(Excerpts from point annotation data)

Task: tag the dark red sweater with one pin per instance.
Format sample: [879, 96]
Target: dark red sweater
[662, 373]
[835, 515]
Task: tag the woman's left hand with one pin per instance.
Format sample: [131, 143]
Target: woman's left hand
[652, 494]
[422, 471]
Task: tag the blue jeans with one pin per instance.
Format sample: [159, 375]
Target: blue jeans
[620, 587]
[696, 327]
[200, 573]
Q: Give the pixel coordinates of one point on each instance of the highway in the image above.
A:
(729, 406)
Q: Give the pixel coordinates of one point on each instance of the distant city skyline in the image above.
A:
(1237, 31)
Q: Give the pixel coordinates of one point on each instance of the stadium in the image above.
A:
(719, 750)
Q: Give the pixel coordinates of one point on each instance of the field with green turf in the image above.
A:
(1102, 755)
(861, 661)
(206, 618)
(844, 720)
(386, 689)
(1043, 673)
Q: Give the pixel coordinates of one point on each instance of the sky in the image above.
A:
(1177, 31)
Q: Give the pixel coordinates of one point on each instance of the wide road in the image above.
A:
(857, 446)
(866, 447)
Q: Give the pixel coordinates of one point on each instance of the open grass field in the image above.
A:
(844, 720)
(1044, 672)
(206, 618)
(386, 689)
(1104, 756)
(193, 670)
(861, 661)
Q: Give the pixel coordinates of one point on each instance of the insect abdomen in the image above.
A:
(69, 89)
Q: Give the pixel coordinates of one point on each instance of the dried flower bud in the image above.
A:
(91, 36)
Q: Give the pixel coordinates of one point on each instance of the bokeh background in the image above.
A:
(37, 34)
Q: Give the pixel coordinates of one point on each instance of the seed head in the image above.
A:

TASK REQUIREMENTS - Rewrite the material from the line containing "road in the image above." through the end of the material, both ends included, with "open grass field" swapped for "grass field" and nothing else changed.

ANSWER FOR THIS EXERCISE -
Q: Give the pixel coordinates of one point on each instance of the wide road in the image above.
A:
(857, 446)
(866, 447)
Q: Give the pixel coordinates of one point on each instance of the grass field in the image above.
A:
(844, 720)
(1044, 672)
(206, 618)
(386, 689)
(1104, 756)
(193, 670)
(861, 661)
Q: Give the pixel coordinates of one point on each instance of the insect abdomen in the image above.
A:
(69, 89)
Q: Give the pixel coordinates of one point on each instance of the dried flower bud in the image above.
A:
(91, 36)
Q: Give the pixel coordinates of one point on each instance of the bokeh background in the image above.
A:
(37, 34)
Q: Give the pixel coordinates of one point on each instance of the seed head in the image above.
A:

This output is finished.